WHAT THE TASK REQUIRES:
Restate word for word the entries below, starting at the line with "The endpoint MUST" and ending at the line with "Target: parked car". Keep both end lines and omit the pictures.

----- DATA SECTION -----

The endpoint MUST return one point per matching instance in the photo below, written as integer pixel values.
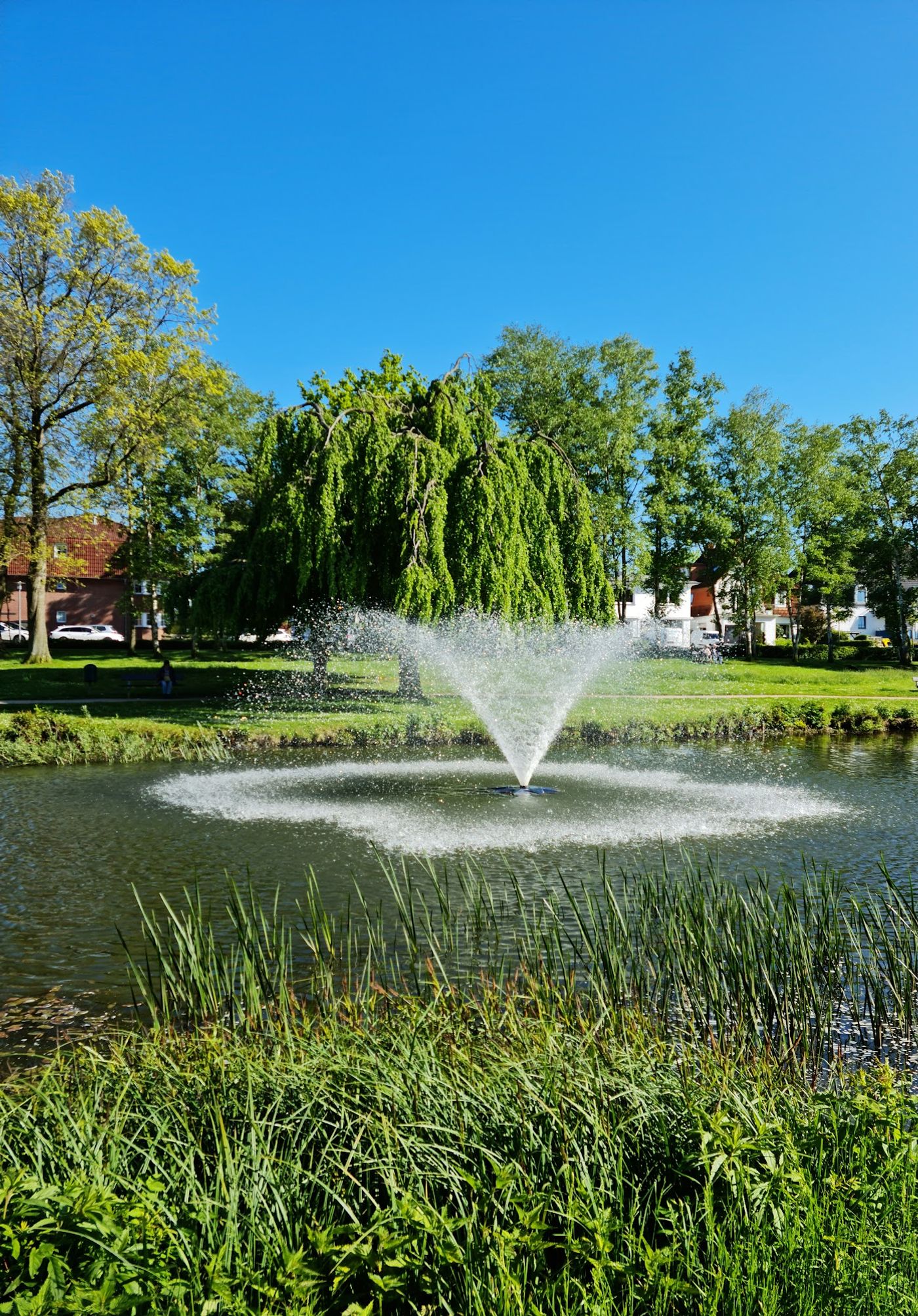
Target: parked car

-----
----- DATA SECTION -----

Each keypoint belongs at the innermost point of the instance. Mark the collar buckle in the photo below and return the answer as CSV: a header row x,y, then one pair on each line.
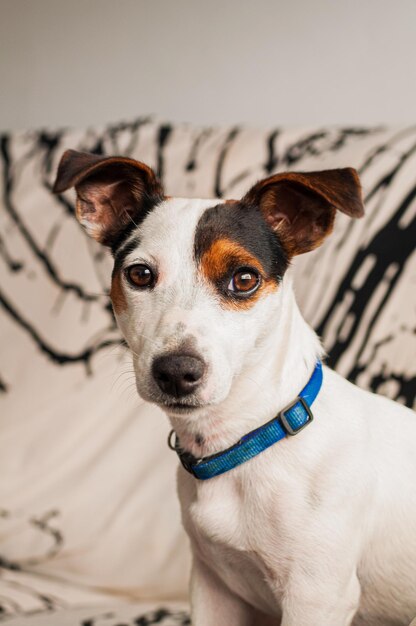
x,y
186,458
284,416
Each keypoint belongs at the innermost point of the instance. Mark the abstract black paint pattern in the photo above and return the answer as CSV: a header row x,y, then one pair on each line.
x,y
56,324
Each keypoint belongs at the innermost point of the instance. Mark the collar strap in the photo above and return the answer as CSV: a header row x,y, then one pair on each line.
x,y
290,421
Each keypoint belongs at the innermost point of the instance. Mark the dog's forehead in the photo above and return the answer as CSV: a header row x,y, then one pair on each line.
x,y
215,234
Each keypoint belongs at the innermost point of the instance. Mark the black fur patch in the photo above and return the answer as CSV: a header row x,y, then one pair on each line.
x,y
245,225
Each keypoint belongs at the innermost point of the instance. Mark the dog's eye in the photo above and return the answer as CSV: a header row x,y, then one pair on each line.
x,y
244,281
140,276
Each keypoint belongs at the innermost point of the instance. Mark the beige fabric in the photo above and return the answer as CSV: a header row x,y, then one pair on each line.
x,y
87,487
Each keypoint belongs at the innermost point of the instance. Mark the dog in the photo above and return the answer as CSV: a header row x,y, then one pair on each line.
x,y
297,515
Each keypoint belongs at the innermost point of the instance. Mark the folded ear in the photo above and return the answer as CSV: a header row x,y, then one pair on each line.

-----

RESPONSE AREA:
The endpoint MUST return one point per matching instance in the photo below, written as integer pixel values.
Target: parked car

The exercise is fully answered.